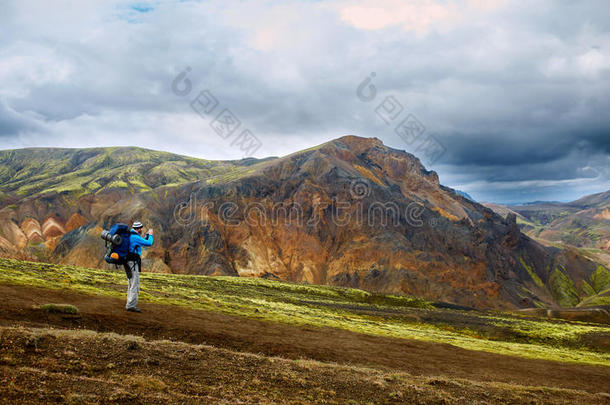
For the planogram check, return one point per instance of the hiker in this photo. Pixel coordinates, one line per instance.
(133, 265)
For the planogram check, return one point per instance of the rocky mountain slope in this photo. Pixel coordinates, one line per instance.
(351, 212)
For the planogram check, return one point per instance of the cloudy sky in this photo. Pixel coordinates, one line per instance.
(516, 94)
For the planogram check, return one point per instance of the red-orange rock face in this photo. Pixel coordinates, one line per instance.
(352, 212)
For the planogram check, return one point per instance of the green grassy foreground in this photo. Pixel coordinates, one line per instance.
(324, 306)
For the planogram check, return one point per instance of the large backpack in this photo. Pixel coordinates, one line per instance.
(117, 248)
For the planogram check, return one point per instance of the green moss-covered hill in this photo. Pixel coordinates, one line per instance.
(38, 171)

● ABOUT THIS TASK
The lines from the one holding "of the red-orange" through the end of the listing above are to be written out exactly, both ends included, and no others.

● TASK SOLUTION
For the planogram check, return one point per instance of the red-orange rock face in this photo. Pixel coordinates, one line per instance.
(352, 212)
For the planogram check, return one point per instance of the green grassy foreground in this photo. Pixel coordinates, one line per instance.
(324, 306)
For the planogram check, return one point per instance of the large backpack in this photo. Pixel coordinates, one line per instance.
(117, 248)
For the planogram check, return one point per instance of the green moss-covered hill in this photo. Pixel coordinates, one line per instance.
(38, 171)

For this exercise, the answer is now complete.